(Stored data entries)
==================================================
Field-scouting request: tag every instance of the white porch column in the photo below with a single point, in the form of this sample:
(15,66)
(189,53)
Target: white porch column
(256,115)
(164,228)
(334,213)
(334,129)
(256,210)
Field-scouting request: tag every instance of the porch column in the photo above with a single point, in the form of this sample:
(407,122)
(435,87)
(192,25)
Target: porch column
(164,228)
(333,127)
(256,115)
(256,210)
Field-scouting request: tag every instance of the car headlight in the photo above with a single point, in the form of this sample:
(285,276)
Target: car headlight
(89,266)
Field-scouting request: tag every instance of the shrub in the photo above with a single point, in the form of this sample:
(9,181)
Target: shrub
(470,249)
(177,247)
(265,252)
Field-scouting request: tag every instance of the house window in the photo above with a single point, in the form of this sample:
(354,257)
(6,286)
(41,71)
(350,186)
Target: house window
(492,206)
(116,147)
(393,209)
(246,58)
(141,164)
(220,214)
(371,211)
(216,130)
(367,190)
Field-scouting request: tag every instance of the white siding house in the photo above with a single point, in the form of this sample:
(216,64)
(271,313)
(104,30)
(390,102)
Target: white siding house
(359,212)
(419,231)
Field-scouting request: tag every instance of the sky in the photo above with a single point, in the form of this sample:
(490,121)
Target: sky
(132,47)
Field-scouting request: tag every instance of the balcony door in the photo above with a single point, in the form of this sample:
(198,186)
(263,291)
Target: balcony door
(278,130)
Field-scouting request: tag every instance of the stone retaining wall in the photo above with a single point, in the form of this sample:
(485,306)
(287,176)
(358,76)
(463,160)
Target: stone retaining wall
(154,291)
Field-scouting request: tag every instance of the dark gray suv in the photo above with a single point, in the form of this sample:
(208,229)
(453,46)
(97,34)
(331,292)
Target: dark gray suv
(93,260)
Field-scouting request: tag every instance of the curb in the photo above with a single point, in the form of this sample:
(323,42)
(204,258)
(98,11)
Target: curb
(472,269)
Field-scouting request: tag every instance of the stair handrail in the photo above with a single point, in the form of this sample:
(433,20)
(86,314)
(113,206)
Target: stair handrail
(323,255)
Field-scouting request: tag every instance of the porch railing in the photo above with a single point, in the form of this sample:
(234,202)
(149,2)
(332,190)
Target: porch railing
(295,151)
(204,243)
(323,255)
==================================================
§ EXERCISE OBJECTIVE
The task calls for all the records above to be repeated exactly.

§ RESPONSE TO THIS EXERCISE
Field-scouting request: tag every instance of the white porch column in the photo below with a single point, in the form of this sample:
(15,66)
(189,53)
Target: white porch column
(256,115)
(164,228)
(334,213)
(334,129)
(256,210)
Field-scouting request: tag every instance of the porch column in the photo above with a single point, in the form of this sample:
(407,122)
(435,87)
(192,25)
Target: porch column
(164,228)
(333,127)
(256,115)
(256,210)
Field-scouting request: tag every instance of the car headlight in the photo above with a single point, in the form of this sample:
(285,276)
Target: car headlight
(89,266)
Field-scouting request: tag every instance of the shrub in the photo above with a single point, in the form of this sample:
(9,181)
Target: shrub
(470,249)
(177,247)
(265,252)
Field-scouting request: tag every instance of the house window in the photo above with a single point, in the form of this sample:
(354,257)
(6,286)
(41,71)
(350,186)
Target: house window
(492,206)
(116,147)
(393,209)
(246,58)
(141,164)
(220,214)
(371,211)
(216,130)
(367,190)
Field-scouting request: tag every instance of the white siding house in the photo above with a single point, in the form of this sample:
(216,64)
(271,313)
(104,30)
(390,102)
Target: white siding house
(359,212)
(419,231)
Field-scouting request: tag every instance of the sky in the photo above with a single point, in the form of this sample:
(490,121)
Target: sky
(132,47)
Field-scouting request: tag every instance of the balcony door in the photo above with a single point, in the form of this sample:
(198,186)
(263,291)
Target: balcony door
(278,130)
Field-scouting request: tag every instance of the stone retaining wall in the photo above with a single point, in the form of this sample:
(485,306)
(287,176)
(358,76)
(463,160)
Target: stone retaining wall
(154,291)
Field-scouting request: tag every instance of the dark gray suv in the photo above with a single point, in the form of this sample:
(208,229)
(453,46)
(97,34)
(331,292)
Target: dark gray suv
(93,260)
Field-scouting request: tag every instance of the curb in the photo above with a single point, in the form of this sample:
(323,42)
(204,258)
(98,11)
Target: curb
(472,269)
Field-scouting request: tag every instance of the stair handrail in the photo above with a single point, in the form of this sample:
(433,20)
(86,314)
(113,206)
Target: stair handrail
(323,255)
Field-scouting request: tag every instance of the porch railing in the photo above with a single point, in the form of this sample:
(234,202)
(149,2)
(332,190)
Target: porch railing
(295,151)
(204,243)
(323,255)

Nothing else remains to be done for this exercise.